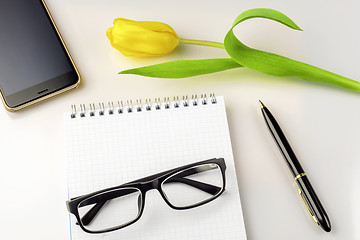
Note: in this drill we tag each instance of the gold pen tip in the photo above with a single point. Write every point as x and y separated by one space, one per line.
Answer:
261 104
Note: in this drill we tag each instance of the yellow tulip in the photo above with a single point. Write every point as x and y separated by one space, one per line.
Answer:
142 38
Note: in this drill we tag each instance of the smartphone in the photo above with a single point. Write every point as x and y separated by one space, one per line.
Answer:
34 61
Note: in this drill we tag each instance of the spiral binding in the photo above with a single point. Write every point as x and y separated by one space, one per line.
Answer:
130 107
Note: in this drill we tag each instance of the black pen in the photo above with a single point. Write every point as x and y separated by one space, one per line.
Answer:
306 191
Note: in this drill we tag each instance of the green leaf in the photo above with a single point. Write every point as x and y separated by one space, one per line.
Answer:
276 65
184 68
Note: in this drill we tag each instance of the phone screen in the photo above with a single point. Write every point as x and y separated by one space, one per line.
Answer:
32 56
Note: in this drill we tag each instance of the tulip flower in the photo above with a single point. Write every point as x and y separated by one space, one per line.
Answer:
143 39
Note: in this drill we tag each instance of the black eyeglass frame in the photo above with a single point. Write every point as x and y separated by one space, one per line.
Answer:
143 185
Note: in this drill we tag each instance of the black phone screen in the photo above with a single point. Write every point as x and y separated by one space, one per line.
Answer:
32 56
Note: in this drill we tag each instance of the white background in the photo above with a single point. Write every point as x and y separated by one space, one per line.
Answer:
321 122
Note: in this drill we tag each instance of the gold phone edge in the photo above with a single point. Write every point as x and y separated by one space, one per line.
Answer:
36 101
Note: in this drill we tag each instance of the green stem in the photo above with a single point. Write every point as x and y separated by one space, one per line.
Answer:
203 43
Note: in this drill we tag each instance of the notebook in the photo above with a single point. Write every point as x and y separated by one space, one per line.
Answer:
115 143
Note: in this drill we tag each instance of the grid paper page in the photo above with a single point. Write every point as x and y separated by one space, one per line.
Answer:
- - - - -
WHAT YOU ARE ASKED TO DO: Copy out all of the lines above word for word, from the first to the last, and leave out the pictures.

RESULT FOR THIS EXERCISE:
Note: in this drill we tag each instance of the gold pen tip in the photo above with a single point. Write every point as x and y separated by one space, one per line.
Answer:
261 104
Note: in this drill we tag each instance of the yellow tulip in the photo above with a single point. Write every point as x and y separated by one space, one per line.
Answer:
142 38
Note: in this drill we tag each instance of the smartphone in the photo above with a single point. Write every point as x and y separated by one space, one per line.
Answer:
34 61
Note: in this drill we tag each instance of the spiral binding in the photo above with a single point. Write every point as x and y separated by one space, one per line.
Answer:
130 107
Note: in this drill we tag each instance of the black pen in the photo above with a single point. Write every point as x and y separated by one space, one per line.
Answer:
306 191
Note: in this drill we tag each instance of the green leaf in the photo above with a single point. Write every point as x and y separated by one space, one per line.
Answer:
276 65
184 68
Note: in this drill we tag each instance of the phone screen in the photo above with a single point. Write every point as x and y separated by one space, one per line.
Answer:
32 56
Note: in this drill we tag each instance of the tulip flower in the photo above with a single point. Write every point as x and y separated by one space, one per line.
Answer:
143 39
Note: in this drill we tag each instance of the black eyeglass frame in the photo above with a single point. Write every point as x and y separated by one space, one per line.
Answer:
143 185
Note: in this drill we tag each instance of the black phone screen in the photo above with a single point. Write every point as x and y separated by one space, one per line.
Answer:
32 56
Note: in this drill we tag each instance of the white background in the photo above with a single point. Write every point as x and y separated by one space, one per line.
Answer:
321 122
Note: in this drill we tag each instance of the gold phone edge in the photo above with a single point. Write every point as x and y separated by one space, one per line.
Answer:
36 101
Note: in this drill we tag each instance of the green stem in the photo above with a single point. Write every point as x and y separated by one space, one per line.
Answer:
203 43
Note: in this drill we tag each instance of the notebook in the photo above with a single point. Write every point as x and y separated by one space, one per line.
Answer:
115 143
Note: in this drill we tag each instance of the grid paper page in the photo above with a single point. Write every point as x and y separated by one space, one per line.
Answer:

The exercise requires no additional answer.